# my freshwater croc hatchy - no flamers.



## leighroyaus (Jan 25, 2007)

Just thought id post some pics of a freshwater croc i have recently got

before anyone flames, yes this has been thought through, has been researched etc. and i have the space for when it gets bigger etc. so please, keep your flaming out of this post.

These pictures are for people genuinly interested, as i know its hard to come accross pictures and information on captive care. altho http://crocodilian.com/crocfaq/ has alot of good info.


the current enclosure is a 4x2x2 tank.
when this tank is outgrown the next enclosure will either be a fibreglass enclosure or a pen
before finaly being shifted to the outdoor enclosure

the water temp is around the 27 deg mark with the airtemp around the 30deg mark.

the crocodile is feeding fine, handling is kept to a minimum mainly just when the enclosure is being cleaned.

at some stage a webcam may be going into the enclosure.


----------



## jordo (Jan 25, 2007)

Nice pics, what a little cutie.


----------



## Chrisreptile (Jan 25, 2007)

im jealous


----------



## cyclamen (Jan 25, 2007)

looks really good. and congrats


----------



## mitchdiamond (Jan 25, 2007)

Great I would love to own one.


----------



## cuddlykylie (Jan 25, 2007)

cool, that awsome, cute croc, wats its name


----------



## Chris1 (Jan 25, 2007)

thats so cute!!!


----------



## falnyet (Jan 25, 2007)

aww its so cute... I want one lol


----------



## waruikazi (Jan 25, 2007)

Shoulda got a saltie. They make beter pets and are less aggresive  but that is such a little cute thanks for sharing!


----------



## Chris1 (Jan 25, 2007)

got any mroe pics?


----------



## Mystery (Jan 25, 2007)

Excellent looks awesome


----------



## moosenoose (Jan 25, 2007)

Great looking set-up and animal you got there Leigh!!


----------



## Horsy (Jan 25, 2007)

> Shoulda got a saltie. They make beter pets and are less aggresive but that is such a little cute thanks for sharing!
════════════════
#### Written exercise A
Can you update the rows from the line containing "panda paw, I" through the line containing "98L253 98L259 95L259", swapping "panda paw" for "bear paw" and leaving everything else as it is?
These rows are unrelated to the croc thread.
════════════════
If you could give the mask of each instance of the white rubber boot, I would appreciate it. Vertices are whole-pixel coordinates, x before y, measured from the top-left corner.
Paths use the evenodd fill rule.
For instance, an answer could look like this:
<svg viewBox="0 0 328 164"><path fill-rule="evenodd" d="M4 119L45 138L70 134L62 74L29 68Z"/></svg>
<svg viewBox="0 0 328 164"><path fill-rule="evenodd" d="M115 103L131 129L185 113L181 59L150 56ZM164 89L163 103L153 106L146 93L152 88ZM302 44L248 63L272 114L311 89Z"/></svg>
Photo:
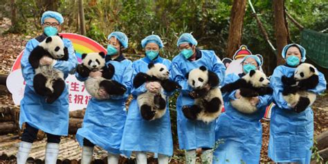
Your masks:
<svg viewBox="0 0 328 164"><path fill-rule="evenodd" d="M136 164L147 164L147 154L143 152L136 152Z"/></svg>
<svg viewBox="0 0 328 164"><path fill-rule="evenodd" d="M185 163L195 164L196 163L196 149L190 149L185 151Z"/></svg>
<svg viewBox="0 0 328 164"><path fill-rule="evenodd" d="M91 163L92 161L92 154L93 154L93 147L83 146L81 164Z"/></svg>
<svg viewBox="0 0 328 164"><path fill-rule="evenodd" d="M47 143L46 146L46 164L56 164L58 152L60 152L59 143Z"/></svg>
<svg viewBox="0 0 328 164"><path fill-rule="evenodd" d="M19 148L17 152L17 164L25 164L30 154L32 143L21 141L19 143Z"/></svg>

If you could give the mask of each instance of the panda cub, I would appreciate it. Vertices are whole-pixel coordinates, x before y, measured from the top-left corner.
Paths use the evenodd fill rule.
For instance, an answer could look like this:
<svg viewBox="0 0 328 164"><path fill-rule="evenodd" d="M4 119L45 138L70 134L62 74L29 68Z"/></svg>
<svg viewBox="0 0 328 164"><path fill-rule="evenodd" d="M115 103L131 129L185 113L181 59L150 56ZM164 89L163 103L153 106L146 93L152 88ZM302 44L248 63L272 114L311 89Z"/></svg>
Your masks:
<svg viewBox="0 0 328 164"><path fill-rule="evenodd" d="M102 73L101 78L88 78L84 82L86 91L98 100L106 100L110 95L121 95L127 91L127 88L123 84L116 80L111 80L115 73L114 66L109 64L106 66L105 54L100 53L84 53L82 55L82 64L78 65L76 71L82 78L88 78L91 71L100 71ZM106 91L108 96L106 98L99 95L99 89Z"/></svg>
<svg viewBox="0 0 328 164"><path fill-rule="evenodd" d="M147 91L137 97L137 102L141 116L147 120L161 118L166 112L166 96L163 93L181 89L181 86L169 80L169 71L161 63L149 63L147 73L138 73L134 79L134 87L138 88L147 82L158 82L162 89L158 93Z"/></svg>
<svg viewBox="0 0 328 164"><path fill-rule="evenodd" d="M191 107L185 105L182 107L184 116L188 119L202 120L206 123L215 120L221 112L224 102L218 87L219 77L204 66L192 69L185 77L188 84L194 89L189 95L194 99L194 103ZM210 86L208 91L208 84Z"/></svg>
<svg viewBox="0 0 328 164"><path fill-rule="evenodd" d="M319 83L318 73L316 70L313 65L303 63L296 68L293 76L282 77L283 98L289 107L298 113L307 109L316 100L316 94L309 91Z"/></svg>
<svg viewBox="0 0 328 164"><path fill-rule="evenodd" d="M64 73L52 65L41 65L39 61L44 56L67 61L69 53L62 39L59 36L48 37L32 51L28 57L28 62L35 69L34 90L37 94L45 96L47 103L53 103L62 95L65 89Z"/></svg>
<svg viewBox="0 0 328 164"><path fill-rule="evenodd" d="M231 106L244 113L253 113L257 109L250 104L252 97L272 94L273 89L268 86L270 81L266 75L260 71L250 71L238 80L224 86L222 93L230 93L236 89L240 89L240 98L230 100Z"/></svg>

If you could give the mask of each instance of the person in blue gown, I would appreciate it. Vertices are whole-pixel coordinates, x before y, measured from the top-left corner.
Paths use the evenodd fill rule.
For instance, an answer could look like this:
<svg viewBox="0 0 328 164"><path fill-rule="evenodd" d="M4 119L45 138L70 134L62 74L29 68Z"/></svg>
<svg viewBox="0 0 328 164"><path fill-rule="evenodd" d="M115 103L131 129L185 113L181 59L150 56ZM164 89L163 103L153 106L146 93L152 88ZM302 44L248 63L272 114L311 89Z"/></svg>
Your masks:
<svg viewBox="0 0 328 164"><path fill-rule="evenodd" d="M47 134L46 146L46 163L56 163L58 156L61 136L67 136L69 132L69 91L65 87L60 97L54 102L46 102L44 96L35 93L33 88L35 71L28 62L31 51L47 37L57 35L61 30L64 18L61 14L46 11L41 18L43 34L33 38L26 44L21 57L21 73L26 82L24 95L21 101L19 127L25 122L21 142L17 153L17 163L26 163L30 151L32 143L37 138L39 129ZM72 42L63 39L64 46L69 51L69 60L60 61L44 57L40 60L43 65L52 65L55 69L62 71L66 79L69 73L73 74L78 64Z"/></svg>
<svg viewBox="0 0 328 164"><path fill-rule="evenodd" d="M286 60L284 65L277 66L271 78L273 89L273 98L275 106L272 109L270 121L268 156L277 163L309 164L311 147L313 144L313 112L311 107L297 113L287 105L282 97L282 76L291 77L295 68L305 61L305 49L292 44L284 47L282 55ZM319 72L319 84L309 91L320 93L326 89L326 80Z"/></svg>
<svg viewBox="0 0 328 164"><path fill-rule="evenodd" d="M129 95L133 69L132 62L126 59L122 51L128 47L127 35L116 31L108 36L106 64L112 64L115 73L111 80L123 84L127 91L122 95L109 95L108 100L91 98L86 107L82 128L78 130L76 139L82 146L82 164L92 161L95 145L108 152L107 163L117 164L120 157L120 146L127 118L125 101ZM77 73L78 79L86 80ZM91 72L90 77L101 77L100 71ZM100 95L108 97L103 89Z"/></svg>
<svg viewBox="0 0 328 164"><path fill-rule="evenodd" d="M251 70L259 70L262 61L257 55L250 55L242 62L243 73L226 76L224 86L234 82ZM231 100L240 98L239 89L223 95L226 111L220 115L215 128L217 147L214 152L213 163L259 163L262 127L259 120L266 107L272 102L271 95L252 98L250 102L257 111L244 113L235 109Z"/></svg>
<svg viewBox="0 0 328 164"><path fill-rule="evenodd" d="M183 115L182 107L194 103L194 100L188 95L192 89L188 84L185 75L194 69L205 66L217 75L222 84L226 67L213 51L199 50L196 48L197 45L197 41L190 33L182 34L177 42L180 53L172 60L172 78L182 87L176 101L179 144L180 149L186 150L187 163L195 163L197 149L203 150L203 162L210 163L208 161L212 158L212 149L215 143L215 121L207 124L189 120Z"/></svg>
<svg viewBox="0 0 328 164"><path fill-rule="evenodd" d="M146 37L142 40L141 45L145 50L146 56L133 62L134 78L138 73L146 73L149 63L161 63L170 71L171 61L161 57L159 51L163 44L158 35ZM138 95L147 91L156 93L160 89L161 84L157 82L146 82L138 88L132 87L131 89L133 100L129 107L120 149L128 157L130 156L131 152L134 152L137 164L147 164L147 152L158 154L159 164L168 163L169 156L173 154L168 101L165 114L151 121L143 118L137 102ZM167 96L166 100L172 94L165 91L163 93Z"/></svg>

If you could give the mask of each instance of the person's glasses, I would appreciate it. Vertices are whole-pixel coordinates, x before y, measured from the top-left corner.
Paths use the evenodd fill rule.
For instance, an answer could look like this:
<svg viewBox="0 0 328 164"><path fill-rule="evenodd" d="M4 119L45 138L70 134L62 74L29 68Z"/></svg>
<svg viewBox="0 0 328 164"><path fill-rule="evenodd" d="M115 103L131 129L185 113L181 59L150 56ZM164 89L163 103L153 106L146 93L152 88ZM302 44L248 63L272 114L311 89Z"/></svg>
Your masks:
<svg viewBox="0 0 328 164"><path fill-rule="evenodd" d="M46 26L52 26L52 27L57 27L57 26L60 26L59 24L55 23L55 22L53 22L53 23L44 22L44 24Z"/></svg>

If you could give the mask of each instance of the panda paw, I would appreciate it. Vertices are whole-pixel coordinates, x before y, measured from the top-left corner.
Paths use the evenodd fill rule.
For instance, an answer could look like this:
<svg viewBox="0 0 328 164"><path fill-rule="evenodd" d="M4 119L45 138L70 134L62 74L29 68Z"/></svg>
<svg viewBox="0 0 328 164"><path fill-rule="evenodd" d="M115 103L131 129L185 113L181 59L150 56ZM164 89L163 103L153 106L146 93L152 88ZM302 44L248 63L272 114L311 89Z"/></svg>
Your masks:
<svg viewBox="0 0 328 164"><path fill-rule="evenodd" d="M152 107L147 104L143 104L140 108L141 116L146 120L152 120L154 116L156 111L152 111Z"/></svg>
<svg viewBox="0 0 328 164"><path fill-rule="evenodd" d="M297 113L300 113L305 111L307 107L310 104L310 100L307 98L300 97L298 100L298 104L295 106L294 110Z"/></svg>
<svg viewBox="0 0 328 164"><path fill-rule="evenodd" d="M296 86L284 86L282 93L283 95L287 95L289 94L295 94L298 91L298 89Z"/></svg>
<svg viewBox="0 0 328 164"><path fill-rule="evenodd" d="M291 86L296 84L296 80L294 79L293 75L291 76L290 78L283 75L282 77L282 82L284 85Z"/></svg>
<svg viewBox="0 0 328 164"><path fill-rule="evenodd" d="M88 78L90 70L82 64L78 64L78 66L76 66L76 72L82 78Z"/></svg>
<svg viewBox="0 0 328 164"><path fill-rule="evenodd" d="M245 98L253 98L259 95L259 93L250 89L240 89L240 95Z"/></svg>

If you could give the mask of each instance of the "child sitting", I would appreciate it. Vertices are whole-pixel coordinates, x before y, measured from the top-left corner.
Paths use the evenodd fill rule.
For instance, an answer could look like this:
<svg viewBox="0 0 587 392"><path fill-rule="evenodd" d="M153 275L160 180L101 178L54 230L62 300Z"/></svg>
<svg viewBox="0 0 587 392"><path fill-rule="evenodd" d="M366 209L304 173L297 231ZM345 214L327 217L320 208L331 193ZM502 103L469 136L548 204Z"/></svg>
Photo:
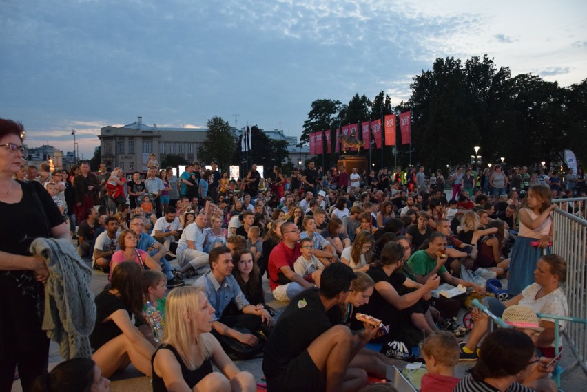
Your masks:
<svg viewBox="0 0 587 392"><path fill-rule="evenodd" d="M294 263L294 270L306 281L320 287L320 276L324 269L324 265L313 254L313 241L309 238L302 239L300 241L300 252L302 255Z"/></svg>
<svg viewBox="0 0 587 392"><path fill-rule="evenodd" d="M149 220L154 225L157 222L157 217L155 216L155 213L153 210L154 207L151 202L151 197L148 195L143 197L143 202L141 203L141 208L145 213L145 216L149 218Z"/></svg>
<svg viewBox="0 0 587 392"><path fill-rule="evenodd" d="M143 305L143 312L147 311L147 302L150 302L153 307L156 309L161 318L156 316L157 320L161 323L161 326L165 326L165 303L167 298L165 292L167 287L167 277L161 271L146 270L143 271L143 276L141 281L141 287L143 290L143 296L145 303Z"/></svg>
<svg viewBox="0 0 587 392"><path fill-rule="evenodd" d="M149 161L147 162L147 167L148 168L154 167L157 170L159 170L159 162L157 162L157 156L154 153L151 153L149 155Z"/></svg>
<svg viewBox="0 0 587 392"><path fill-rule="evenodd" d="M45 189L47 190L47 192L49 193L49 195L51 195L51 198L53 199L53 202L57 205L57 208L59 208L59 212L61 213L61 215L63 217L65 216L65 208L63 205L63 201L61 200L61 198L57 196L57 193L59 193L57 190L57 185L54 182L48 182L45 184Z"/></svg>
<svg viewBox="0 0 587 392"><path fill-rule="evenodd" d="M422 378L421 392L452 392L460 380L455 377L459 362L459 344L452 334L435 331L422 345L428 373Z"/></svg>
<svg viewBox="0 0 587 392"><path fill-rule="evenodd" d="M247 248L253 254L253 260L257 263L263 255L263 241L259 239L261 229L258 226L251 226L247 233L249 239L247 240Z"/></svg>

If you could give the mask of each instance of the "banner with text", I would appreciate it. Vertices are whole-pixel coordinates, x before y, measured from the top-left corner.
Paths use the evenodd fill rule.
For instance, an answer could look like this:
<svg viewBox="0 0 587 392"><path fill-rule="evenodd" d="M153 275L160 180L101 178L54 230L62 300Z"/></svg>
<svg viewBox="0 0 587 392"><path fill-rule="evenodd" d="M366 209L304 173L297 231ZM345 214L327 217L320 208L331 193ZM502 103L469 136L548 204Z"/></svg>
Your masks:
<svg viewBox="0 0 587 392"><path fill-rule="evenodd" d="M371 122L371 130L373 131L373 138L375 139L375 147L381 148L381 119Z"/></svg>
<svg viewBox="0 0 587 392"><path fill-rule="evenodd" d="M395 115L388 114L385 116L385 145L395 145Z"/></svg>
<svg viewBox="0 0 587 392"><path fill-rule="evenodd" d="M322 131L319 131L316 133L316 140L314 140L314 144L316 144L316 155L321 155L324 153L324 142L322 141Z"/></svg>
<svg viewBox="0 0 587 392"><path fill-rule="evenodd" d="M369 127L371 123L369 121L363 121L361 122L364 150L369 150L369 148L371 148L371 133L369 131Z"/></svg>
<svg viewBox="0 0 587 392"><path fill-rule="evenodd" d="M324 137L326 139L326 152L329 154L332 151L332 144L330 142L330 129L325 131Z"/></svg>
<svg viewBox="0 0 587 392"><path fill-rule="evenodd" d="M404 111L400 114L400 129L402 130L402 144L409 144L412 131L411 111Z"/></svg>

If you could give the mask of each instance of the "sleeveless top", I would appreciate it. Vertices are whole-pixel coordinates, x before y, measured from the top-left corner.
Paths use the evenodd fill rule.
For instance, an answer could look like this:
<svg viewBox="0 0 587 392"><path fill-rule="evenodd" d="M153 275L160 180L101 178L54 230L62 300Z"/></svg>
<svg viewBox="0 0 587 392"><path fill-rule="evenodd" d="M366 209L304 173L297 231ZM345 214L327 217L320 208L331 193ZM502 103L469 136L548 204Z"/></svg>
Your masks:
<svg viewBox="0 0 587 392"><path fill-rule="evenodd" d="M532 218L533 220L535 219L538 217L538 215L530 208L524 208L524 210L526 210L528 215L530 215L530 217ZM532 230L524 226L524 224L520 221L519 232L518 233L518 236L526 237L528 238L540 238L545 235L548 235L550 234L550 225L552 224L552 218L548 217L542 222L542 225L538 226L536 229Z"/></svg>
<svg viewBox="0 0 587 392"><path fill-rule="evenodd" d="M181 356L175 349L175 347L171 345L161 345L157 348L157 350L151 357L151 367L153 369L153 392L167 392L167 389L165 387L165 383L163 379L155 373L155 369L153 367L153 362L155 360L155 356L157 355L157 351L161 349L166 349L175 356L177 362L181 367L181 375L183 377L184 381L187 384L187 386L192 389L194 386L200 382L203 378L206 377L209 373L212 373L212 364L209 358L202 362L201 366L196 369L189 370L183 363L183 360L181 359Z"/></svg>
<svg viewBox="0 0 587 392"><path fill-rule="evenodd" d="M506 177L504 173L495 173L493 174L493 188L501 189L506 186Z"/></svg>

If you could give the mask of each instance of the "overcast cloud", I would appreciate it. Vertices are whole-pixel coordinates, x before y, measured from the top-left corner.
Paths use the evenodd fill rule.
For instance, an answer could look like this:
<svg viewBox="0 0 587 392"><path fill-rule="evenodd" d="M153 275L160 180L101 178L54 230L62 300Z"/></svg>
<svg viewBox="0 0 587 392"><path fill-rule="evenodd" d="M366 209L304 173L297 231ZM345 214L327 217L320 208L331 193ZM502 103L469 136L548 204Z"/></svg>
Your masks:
════════════════
#### Written exercise B
Could you repeat, word for word, the part of the croc thread that opens with "the water temp" and closes with "is being cleaned."?

#### Written response A
If you could give the mask of each instance of the bear paw, I would appreciate it. Vertices are whole-pixel coordinates, x before y, measured from the top-left corner.
Paths use the evenodd fill rule.
For instance, an answer could look like this:
<svg viewBox="0 0 328 164"><path fill-rule="evenodd" d="M4 119L45 138L70 134L62 74L29 68Z"/></svg>
<svg viewBox="0 0 328 164"><path fill-rule="evenodd" d="M115 103L131 129L185 113L181 59L150 56ZM164 89L163 103L153 106L146 93L152 88ZM302 44L248 63L272 114L311 89Z"/></svg>
Your masks:
<svg viewBox="0 0 328 164"><path fill-rule="evenodd" d="M152 107L147 104L143 104L140 108L141 116L146 120L152 120L154 116L156 111L152 111Z"/></svg>
<svg viewBox="0 0 328 164"><path fill-rule="evenodd" d="M297 113L300 113L305 111L307 107L310 104L310 100L307 98L300 97L298 100L298 104L295 106L294 110Z"/></svg>
<svg viewBox="0 0 328 164"><path fill-rule="evenodd" d="M296 86L284 86L282 93L283 95L287 95L289 94L295 94L298 91L298 89Z"/></svg>
<svg viewBox="0 0 328 164"><path fill-rule="evenodd" d="M291 86L296 84L296 80L294 79L293 75L291 76L290 78L283 75L282 77L282 82L284 85Z"/></svg>
<svg viewBox="0 0 328 164"><path fill-rule="evenodd" d="M88 78L90 70L82 64L78 64L78 66L76 66L76 72L82 78Z"/></svg>
<svg viewBox="0 0 328 164"><path fill-rule="evenodd" d="M245 98L253 98L259 95L259 93L250 89L240 89L240 95Z"/></svg>

#### Written response B
the water temp is around the 27 deg mark with the airtemp around the 30deg mark.

the crocodile is feeding fine, handling is kept to a minimum mainly just when the enclosure is being cleaned.